──────── Estratto della pagina ────────
Divieto di conversione
Pubblicato il 31-08-2009
Il tema della libertà di religione è tornato di stretta attualità dopo le recenti violenze nei confronti dei cristiani in India. Riepiloghiamo la situazione in un ampio numero di Paesi.
di Loris Dadam
In molte realtà sociali diffuse la religione non è vissuta solamente come una realtà spirituale, ma come una forma di identità politica che consente alla comunità (la famiglia, il villaggio, lo Stato) di intervenire in modo coercitivo. |
![]() |
L’esempio più noto è ovviamente quello dei musulmani che, malgrado il Corano dica che “non c’è costrizione nella religione”, pensano che lasciare l’islam sia, nel migliore dei casi, un peccato gravissimo, nel peggiore, meritevole di morte. Molti altri musulmani, specialmente quelli che vivono in occidente, pensano che lasciare l’islam sia un problema fra il credente e Dio e che lo Stato debba evitare di entrare in questi argomenti. Resta però il fatto che molti testi di giurisprudenza supportano la tesi della morte per gli apostati. |
Negli anni tragici dell’Irlanda del Nord, il passaggio da cattolico a protestante o viceversa sarebbe sicuramente avvenuto a rischio della vita, in particolare fra la classe operaia di Belfast. E sicuramente i motivi non erano religiosi. Quando gli inglesi colonizzavano l’Irlanda, era molto difficile per i cattolici possedere la terra malgrado fossero la stragrande maggioranza della popolazione, e così si è assistito al fenomeno delle conversioni di convenienza.
────────
### Compito breve
Restituisci per intero e senza alcuna modifica l'articolo sul divieto di conversione, per favore. I record non hanno alcun ruolo in questo.
──────── Dati forniti ────────
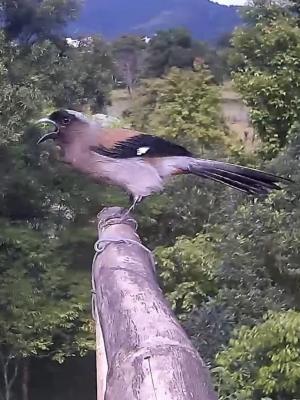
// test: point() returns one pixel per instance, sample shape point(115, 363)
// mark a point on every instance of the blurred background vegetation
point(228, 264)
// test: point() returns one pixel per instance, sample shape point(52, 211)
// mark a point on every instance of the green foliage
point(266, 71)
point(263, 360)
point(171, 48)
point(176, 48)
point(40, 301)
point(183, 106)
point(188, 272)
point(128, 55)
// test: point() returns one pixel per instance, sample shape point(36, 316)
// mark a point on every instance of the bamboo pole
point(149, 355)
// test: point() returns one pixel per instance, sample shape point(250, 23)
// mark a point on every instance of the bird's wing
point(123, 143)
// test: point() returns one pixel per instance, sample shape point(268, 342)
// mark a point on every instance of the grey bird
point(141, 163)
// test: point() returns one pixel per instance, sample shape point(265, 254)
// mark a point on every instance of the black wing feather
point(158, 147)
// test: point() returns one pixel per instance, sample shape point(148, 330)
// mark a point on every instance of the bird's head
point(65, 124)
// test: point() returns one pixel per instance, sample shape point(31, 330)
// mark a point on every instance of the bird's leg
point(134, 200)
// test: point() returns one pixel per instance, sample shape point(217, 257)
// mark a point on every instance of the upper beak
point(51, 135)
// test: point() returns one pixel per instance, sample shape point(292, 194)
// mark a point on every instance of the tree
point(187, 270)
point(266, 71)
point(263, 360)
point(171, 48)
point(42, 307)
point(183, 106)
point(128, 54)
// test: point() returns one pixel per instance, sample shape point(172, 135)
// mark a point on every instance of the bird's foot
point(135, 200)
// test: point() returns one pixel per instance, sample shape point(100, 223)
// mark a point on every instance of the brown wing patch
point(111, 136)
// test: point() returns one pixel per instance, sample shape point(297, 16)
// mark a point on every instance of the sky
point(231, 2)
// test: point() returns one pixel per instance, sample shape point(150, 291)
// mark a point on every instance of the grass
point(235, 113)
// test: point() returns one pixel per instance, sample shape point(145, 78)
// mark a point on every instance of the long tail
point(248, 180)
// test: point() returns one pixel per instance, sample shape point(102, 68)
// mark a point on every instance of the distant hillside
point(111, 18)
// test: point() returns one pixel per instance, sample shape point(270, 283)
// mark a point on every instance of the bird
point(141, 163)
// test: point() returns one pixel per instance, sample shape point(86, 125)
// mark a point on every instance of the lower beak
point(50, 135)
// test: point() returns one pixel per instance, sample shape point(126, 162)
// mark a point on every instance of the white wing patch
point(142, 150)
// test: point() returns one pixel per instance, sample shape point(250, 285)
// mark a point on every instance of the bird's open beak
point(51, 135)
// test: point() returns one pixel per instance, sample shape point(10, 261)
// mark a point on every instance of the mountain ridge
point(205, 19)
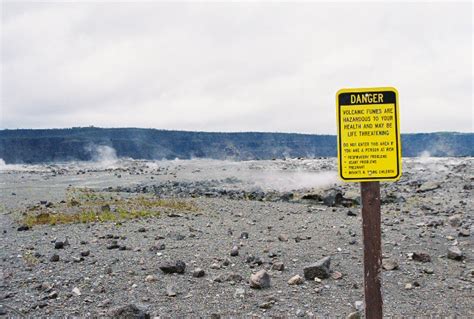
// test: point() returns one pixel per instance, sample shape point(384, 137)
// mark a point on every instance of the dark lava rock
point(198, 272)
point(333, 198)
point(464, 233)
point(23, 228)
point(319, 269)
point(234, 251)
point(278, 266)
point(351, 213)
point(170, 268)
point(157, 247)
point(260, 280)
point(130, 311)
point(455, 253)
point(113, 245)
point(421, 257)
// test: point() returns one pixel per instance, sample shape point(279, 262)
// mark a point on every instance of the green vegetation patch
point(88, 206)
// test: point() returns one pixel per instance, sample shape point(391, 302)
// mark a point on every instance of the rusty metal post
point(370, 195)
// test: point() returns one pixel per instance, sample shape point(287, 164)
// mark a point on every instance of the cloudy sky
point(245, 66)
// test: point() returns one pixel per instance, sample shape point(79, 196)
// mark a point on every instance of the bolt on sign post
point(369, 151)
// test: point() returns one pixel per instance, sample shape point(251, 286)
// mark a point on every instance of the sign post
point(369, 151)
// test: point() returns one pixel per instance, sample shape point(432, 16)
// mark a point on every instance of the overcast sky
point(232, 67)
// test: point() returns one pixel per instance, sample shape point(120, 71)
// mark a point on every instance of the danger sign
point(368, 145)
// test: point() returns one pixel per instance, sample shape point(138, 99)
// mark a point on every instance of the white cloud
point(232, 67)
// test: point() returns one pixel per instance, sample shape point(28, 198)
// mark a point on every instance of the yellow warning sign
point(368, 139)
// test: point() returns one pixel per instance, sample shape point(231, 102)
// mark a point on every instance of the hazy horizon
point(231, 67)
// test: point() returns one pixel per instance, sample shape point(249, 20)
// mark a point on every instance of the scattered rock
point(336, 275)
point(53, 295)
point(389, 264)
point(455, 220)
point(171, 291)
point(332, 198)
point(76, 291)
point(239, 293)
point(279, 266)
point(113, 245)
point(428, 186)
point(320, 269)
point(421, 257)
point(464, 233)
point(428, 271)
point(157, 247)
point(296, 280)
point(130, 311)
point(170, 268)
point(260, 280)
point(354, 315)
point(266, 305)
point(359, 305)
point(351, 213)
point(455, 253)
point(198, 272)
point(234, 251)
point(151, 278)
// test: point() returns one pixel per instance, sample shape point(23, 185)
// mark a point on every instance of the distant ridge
────────
### Soluzione
Divieto di conversione
Pubblicato il 31-08-2009
Il tema della libertà di religione è tornato di stretta attualità dopo le recenti violenze nei confronti dei cristiani in India. Riepiloghiamo la situazione in un ampio numero di Paesi.
di Loris Dadam
In molte realtà sociali diffuse la religione non è vissuta solamente come una realtà spirituale, ma come una forma di identità politica che consente alla comunità (la famiglia, il villaggio, lo Stato) di intervenire in modo coercitivo. |
![]() |
L’esempio più noto è ovviamente quello dei musulmani che, malgrado il Corano dica che “non c’è costrizione nella religione”, pensano che lasciare l’islam sia, nel migliore dei casi, un peccato gravissimo, nel peggiore, meritevole di morte. Molti altri musulmani, specialmente quelli che vivono in occidente, pensano che lasciare l’islam sia un problema fra il credente e Dio e che lo Stato debba evitare di entrare in questi argomenti. Resta però il fatto che molti testi di giurisprudenza supportano la tesi della morte per gli apostati. |
Negli anni tragici dell’Irlanda del Nord, il passaggio da cattolico a protestante o viceversa sarebbe sicuramente avvenuto a rischio della vita, in particolare fra la classe operaia di Belfast. E sicuramente i motivi non erano religiosi. Quando gli inglesi colonizzavano l’Irlanda, era molto difficile per i cattolici possedere la terra malgrado fossero la stragrande maggioranza della popolazione, e così si è assistito al fenomeno delle conversioni di convenienza.